§ What this task involves: Transcribe exactly the lines that fall between the one holding "positive clicks: (274, 112)" and the one holding "positive clicks: (269, 153)", inclusive, from the entries below.

#### Data for this task ####

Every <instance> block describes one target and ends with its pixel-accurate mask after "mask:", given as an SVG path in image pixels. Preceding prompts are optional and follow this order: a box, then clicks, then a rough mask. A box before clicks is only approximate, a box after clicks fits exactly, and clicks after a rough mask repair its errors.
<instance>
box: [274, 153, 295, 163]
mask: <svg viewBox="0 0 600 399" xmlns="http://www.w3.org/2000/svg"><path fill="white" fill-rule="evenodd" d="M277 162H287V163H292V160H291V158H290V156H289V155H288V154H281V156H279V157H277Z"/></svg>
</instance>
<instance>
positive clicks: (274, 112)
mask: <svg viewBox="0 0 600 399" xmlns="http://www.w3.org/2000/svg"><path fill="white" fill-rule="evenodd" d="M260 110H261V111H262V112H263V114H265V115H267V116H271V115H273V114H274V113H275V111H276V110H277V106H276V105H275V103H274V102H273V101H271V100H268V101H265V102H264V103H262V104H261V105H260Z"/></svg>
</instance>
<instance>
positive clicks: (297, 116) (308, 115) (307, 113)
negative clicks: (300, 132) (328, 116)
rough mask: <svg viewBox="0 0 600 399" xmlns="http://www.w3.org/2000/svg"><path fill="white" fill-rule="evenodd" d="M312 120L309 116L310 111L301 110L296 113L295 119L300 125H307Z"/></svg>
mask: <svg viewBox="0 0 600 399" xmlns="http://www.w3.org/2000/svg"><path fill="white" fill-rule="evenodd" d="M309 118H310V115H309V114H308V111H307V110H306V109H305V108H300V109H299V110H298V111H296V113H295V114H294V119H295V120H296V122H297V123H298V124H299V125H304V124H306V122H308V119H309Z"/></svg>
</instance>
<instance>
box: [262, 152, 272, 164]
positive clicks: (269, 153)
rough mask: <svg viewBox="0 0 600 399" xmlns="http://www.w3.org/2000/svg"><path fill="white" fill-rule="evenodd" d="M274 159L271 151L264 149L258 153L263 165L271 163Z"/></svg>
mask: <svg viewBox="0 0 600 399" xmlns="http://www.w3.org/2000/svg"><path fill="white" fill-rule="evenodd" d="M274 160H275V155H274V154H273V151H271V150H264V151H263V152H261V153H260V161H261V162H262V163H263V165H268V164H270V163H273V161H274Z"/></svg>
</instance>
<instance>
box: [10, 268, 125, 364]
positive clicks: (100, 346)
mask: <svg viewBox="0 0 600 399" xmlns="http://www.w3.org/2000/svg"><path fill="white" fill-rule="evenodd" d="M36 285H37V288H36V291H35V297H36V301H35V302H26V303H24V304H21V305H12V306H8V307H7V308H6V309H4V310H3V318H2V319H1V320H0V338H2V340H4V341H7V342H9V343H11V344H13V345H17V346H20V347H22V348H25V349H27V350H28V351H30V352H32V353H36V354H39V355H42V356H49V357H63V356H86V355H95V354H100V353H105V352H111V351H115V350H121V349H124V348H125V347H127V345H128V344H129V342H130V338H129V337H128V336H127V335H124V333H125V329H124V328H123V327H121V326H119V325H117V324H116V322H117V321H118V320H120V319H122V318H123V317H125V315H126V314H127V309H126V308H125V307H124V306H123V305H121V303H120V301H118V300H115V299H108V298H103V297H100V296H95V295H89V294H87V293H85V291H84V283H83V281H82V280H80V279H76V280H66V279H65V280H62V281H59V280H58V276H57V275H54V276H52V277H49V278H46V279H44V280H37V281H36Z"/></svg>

####

§ Answer box:
positive clicks: (274, 112)
mask: <svg viewBox="0 0 600 399" xmlns="http://www.w3.org/2000/svg"><path fill="white" fill-rule="evenodd" d="M260 110H261V111H262V112H263V114H265V115H267V116H271V115H273V114H274V113H275V111H276V110H277V106H276V105H275V103H274V102H273V101H271V100H268V101H265V102H264V103H262V104H261V105H260Z"/></svg>
</instance>
<instance>
positive clicks: (297, 116) (308, 115) (307, 113)
negative clicks: (300, 132) (328, 116)
rough mask: <svg viewBox="0 0 600 399" xmlns="http://www.w3.org/2000/svg"><path fill="white" fill-rule="evenodd" d="M312 120L309 116L310 111L301 110L296 113L295 119L300 125H307Z"/></svg>
mask: <svg viewBox="0 0 600 399" xmlns="http://www.w3.org/2000/svg"><path fill="white" fill-rule="evenodd" d="M309 118H310V115H309V114H308V111H307V110H306V109H305V108H300V109H299V110H298V111H296V113H295V114H294V119H295V120H296V122H297V123H298V124H299V125H304V124H306V122H308V119H309Z"/></svg>
</instance>
<instance>
box: [262, 152, 272, 164]
positive clicks: (269, 153)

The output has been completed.